*Set problem*
Skip every picture and transcribe the remaining material exactly.

*Data entries*
· · · · · · ·

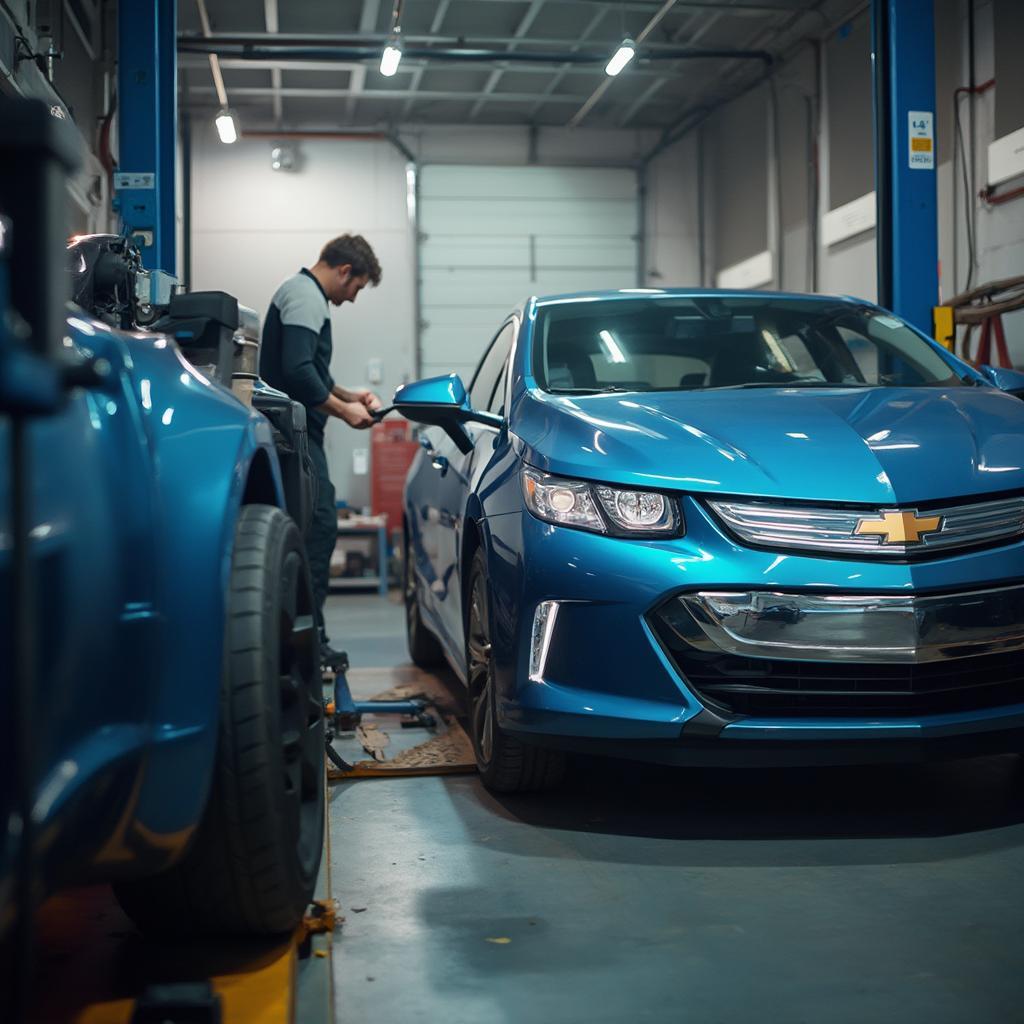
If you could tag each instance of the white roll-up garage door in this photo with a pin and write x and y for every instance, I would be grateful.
(491, 237)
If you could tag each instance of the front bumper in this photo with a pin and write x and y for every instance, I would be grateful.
(613, 680)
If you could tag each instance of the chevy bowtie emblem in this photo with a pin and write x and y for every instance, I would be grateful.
(899, 527)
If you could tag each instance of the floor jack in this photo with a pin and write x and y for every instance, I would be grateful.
(348, 713)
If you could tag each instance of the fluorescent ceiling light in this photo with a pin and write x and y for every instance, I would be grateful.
(390, 59)
(626, 52)
(226, 128)
(615, 353)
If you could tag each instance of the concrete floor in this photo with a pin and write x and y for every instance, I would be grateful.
(643, 893)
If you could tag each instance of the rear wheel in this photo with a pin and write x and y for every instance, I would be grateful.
(506, 764)
(423, 646)
(252, 867)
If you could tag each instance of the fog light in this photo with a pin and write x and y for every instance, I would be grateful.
(540, 641)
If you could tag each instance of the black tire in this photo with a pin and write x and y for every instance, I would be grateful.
(506, 764)
(424, 648)
(253, 864)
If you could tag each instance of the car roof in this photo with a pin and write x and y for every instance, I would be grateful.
(684, 293)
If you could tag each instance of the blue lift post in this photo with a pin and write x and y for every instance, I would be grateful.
(903, 56)
(147, 129)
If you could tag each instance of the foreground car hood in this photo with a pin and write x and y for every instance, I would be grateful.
(879, 445)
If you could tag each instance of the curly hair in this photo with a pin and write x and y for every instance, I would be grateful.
(354, 250)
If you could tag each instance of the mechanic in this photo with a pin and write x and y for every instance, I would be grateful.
(296, 358)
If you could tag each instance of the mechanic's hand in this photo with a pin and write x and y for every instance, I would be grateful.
(368, 398)
(356, 415)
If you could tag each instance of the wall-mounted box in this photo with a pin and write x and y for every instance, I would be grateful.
(1006, 158)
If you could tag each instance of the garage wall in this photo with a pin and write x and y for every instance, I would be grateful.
(673, 217)
(489, 237)
(998, 112)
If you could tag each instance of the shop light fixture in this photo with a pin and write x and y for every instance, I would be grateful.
(626, 52)
(391, 57)
(227, 127)
(611, 347)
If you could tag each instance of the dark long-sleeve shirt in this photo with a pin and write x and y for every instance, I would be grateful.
(296, 349)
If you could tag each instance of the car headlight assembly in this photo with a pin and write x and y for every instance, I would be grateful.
(600, 508)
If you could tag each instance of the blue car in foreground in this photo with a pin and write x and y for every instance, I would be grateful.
(720, 528)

· · · · · · ·

*Result of the task*
If you could tag each instance of the white roll-up garage door in this photo with a pin and write x and y for every instance, I would be grateful.
(491, 237)
If you could tag each instance of the front bumper in this photo with a pin and write x and y for every instance, I would be grateful.
(613, 680)
If you could tag each instance of the chevy bowtie emblem in this photo with a pin and write x and y for every instance, I would be grateful.
(899, 527)
If you could tag each instance of the floor jack in this photo with a pin and write x and y for every instance, I would be grateful.
(348, 713)
If you could tag each instance of the fluorescent ceiling light in this photo with a pin and write x and y for every instance, I would be grateful.
(390, 59)
(626, 52)
(226, 128)
(615, 353)
If you could tag each instance of the concrete floor in this photo with a pin and write x and y for every instance, I would be grateful.
(643, 893)
If you could tag each instance of the rear wheel in this photo with a pin and write x and y for every instance, I would be grateful.
(506, 764)
(423, 646)
(252, 867)
If you could tag each instance of the fog light in this photo with a pin and write x and y for every instance, I would be grateful.
(540, 641)
If you could tag each instance of the black tire in this photo with a pin and write x and y for every instance, I would be grateful.
(506, 764)
(424, 648)
(253, 864)
If you could tag each instance of the car roof in this photo with a pin and write x and y for every instance, I would be grateful.
(684, 293)
If you could tag each instance of the blue lift post in this photo with a pin and write x and y for every instance, I would be grateful.
(903, 56)
(147, 129)
If you could tag each instance of the foreground car hood in this photo with a pin and write x and y for every instance, I would be grateful.
(879, 445)
If you could tag each instance of the curly hair in this photo with a pin and write x and y for every instance, I would be grateful.
(354, 250)
If you could tag each instance of the mechanic in this photo with a pin and write x and y for every instance, I would be grateful.
(296, 358)
If you could tag each instance of the mechanic's hand in this photo with a pin and write x and y for every instance, I would be grateful.
(368, 398)
(356, 415)
If you could tag each instance of the wall-mounted box in this photo with a pin and write x and y for every instance, I would be grateful.
(1006, 158)
If you could tag each instance of the garage wall in this photo with a pin and write x and y for every instance, I would be grateful.
(673, 217)
(489, 237)
(998, 112)
If you could tag each instance of the shop light fixture in this photo with a pin and write x and y for every instance, I would be grateful.
(626, 52)
(391, 57)
(227, 127)
(611, 347)
If you could tag each instance of the dark long-sleeve shirt in this photo with a pin and write x and y for every instance, I would be grateful.
(296, 349)
If you could tag each instance of the car headlight assembly in this photo with a pin and write x and y for every instance, I would be grateful.
(600, 508)
If you could tag each instance of the blue car in foreground in this photo with a pin and write x and y for every instance, I would be grateful.
(720, 528)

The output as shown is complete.